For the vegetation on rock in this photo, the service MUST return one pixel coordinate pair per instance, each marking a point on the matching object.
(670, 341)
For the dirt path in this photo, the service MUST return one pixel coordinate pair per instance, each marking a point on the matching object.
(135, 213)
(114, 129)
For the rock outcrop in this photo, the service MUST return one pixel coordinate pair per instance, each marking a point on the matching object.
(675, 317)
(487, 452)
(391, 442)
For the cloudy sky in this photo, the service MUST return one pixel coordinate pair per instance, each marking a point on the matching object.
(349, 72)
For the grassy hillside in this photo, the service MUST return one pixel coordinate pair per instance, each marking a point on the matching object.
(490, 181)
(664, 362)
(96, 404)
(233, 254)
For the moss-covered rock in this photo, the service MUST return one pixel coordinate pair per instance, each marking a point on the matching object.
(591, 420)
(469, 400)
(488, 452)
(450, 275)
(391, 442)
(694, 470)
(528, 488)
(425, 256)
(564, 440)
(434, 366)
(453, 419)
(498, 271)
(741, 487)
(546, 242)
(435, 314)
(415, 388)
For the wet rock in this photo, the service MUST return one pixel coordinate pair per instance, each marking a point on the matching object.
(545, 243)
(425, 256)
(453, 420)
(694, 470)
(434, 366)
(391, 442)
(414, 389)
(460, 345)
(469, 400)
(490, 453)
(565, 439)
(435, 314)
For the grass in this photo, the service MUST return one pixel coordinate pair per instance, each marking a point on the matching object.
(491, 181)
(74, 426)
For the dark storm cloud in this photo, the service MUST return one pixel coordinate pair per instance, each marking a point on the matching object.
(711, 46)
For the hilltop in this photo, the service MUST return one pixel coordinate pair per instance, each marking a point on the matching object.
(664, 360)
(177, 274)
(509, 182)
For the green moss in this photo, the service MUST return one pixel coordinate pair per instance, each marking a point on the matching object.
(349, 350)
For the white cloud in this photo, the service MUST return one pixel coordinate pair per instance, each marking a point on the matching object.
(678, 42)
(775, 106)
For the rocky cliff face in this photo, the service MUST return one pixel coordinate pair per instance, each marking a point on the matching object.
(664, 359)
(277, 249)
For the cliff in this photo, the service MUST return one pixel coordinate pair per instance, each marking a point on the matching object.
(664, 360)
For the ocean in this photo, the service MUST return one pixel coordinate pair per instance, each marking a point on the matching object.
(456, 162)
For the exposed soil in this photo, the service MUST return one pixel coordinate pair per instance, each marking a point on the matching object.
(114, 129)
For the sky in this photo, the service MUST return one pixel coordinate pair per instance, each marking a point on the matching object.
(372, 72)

#### What is expected
Each line of the material is to be copied exactly.

#### Worked solution
For the vegetation on rock in this photo, the service MUST return one pixel coordinate pair per instance, each marking a point on the matching object.
(670, 341)
For the dirt path in this photo, the service MUST return one pixel coordinate pair per instance, each marking a point on the matching object.
(135, 213)
(114, 129)
For the rock outcrop in this photo, the service MUST return one pixel coordinate pair per instance, each marking a point on the matching object.
(675, 317)
(487, 452)
(391, 442)
For the cloudy sky in this photo, the service MUST return one pixel coordinate pair per instance, each marking a point on the matching object.
(349, 72)
For the grassy hillside in this photo, the service MUST return one pixel coordinate pair per instance, each marking a point on the matching object.
(490, 181)
(664, 362)
(96, 404)
(233, 254)
For the moss-covered rock in this photo, the service MUST return one pixel coordinate pair per instance, each marking a point on the matching object.
(591, 420)
(469, 400)
(488, 452)
(450, 275)
(391, 442)
(694, 470)
(528, 488)
(425, 256)
(564, 440)
(434, 366)
(453, 419)
(498, 271)
(741, 487)
(546, 242)
(435, 314)
(415, 388)
For the wet rock in this photo, the service MUST return one pixel coordinate pair per instance, each marking a point on the matching object.
(545, 243)
(425, 256)
(453, 420)
(694, 470)
(434, 366)
(391, 442)
(414, 389)
(460, 345)
(469, 400)
(490, 453)
(565, 439)
(435, 314)
For the grass in this photo, the service MUST return one pixel coordinate pair per instance, each marking a point on the matching object.
(491, 181)
(74, 426)
For the dark storm cloud in this photo, the service MUST return one pixel coordinate pair per instance, each marking a point on the matching object.
(711, 46)
For the hilltop in this photo, the service MUST return one pixel coordinate pair per instance, each marking a point on the matching object.
(664, 360)
(177, 274)
(509, 182)
For the green moss in this photo, the service MUST return one pixel coordinate pair per instance, each marking a point on the matching object.
(349, 350)
For the white cloud in this photo, the service MUST return one pixel coordinate pair per instance, each marking a point on the matching object.
(678, 42)
(775, 106)
For the rocky cliff face in this photo, the service MUST return one pixel coordinate pair per instance, each marking a point on the matching object.
(664, 359)
(277, 249)
For the cliff in this photo, the service MUST return one pixel coordinate pair per instance, each marking a point on the matching object.
(664, 360)
For the ocean in this photo, the service MUST return one pixel coordinate pair per instance, each marking a point on the matching object.
(456, 162)
For the exposed soil in this photo, the service MUST return one pixel coordinate pair per instance, each marking a point on the matching object.
(114, 129)
For the sky in this photo, the service MUST return one pixel coordinate pair per instance, each marking a point on the matching object.
(372, 72)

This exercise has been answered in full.